● TEXT SHOWN:
* * * *

What is retinoblastoma?
Retinoblastoma is a tumor of the eye that most often develops in young children under age 5. The tumor develops from the cells of the retina, which grow in size and number.
What causes retinoblastoma?
This tumor may be caused by a gene that is inherited. Children with the retinoblastoma gene tend to develop the tumor at an earlier age, and often in both eyes.
What are the symptoms of retinoblastoma?
If you shine a light in your child’s eye (such as with flash photography), you may notice that the pupil looks white instead of black. Other signs and symptoms include:
- Redness of an eye
- Swelling of an eye
- Eyes that seem to be looking in different directions
If you see anything unusual about your child’s eyes, call your child’s doctor. If you know your family has a history of retinoblastoma, be sure to share this information with the doctor.
How is retinoblastoma treated?
Retinoblastoma is a serious disease. The sooner it is treated, the better the chance of saving your child’s life and eyesight. Depending on the stage of your child’s tumor, treatment options may include:
- Chemotherapy to kill tumor cells in the eye as well as any cancer cells that spread to other parts of the body.
- Radiation therapy, which may be given outside the body from a machine, or a radioactive substance in a small disk implanted in or near the tumor.
- Laser therapy is sometimes used to destroy the blood vessels that feed the tumor.
- Cryotherapy to freeze the cancer cells or thermotherapy to destroy them using intensive heat.
- Surgery (enucleation) may be necessary when other treatments have not been successful and to prevent the cancer from spreading. A surgeon removes the affected eyeball and replaces it with an artificial eye that is attached to your child’s eye muscles. Your child will not be able to see out of this eye, but can move the eyeball like a natural eye. Most children adapt quite well to the artificial eye, which looks very much like the natural eye.

* * * *

● DATA EXTRACT:
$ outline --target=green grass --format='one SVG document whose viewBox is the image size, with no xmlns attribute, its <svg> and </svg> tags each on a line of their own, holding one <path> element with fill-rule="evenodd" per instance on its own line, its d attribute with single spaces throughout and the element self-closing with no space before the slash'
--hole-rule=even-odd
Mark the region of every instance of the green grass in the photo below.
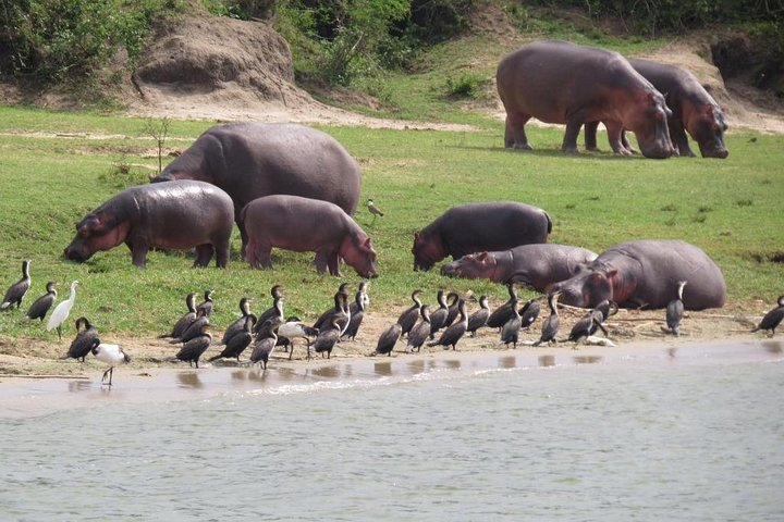
<svg viewBox="0 0 784 522">
<path fill-rule="evenodd" d="M 71 320 L 86 315 L 100 331 L 124 335 L 167 332 L 184 310 L 185 294 L 207 287 L 216 289 L 219 327 L 236 318 L 243 296 L 256 300 L 254 310 L 266 309 L 275 283 L 286 288 L 287 314 L 313 319 L 331 306 L 343 279 L 317 275 L 311 254 L 277 250 L 273 271 L 253 271 L 238 259 L 236 234 L 228 270 L 193 270 L 187 254 L 160 252 L 151 252 L 147 268 L 138 270 L 125 247 L 83 264 L 63 260 L 74 225 L 87 211 L 154 172 L 157 159 L 146 154 L 155 144 L 142 136 L 144 125 L 144 120 L 100 114 L 0 108 L 0 291 L 17 281 L 23 258 L 33 260 L 33 289 L 22 311 L 0 314 L 0 333 L 56 338 L 20 319 L 49 279 L 60 283 L 61 298 L 71 281 L 82 282 Z M 173 122 L 168 146 L 184 148 L 210 125 Z M 532 152 L 505 150 L 500 122 L 460 133 L 323 129 L 359 160 L 360 202 L 372 198 L 387 213 L 375 224 L 364 206 L 356 215 L 379 256 L 381 275 L 370 284 L 375 312 L 396 314 L 416 287 L 426 289 L 428 302 L 439 287 L 503 300 L 501 285 L 443 278 L 438 266 L 413 272 L 411 247 L 413 233 L 450 207 L 506 199 L 546 209 L 554 222 L 553 243 L 602 251 L 628 239 L 679 238 L 719 263 L 731 301 L 772 302 L 782 293 L 784 268 L 773 261 L 784 252 L 782 136 L 733 132 L 727 160 L 656 161 L 563 154 L 558 150 L 562 130 L 554 128 L 530 127 Z M 66 136 L 34 134 L 44 132 Z M 110 137 L 115 135 L 124 137 Z M 346 281 L 359 281 L 351 268 L 343 272 Z"/>
</svg>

* * * *

● WORK TO BE COMPLETED: List every sign or symptom of retinoblastoma that the retinoblastoma text mentions. The listing is separate material and has no connection to the retinoblastoma text.

● WRITTEN RESPONSE:
- A pupil that looks white instead of black when a light is shone in the eye
- Redness of an eye
- Swelling of an eye
- Eyes that seem to be looking in different directions